**Exercise details**
Tally the lines in the rows below that contain the string "lily", matching case exactly, and reply with only that number.

**Extracted information**
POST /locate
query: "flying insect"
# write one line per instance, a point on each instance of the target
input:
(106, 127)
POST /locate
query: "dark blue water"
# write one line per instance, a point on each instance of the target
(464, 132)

* * *

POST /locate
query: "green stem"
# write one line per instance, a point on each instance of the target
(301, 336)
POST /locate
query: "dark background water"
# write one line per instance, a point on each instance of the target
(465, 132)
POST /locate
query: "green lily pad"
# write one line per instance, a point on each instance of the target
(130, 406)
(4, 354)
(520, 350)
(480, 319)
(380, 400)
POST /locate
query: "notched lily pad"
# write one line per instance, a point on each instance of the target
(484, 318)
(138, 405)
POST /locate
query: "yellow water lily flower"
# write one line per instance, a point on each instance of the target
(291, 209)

--

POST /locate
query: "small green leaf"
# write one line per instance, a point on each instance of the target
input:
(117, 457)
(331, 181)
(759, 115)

**Complete output**
3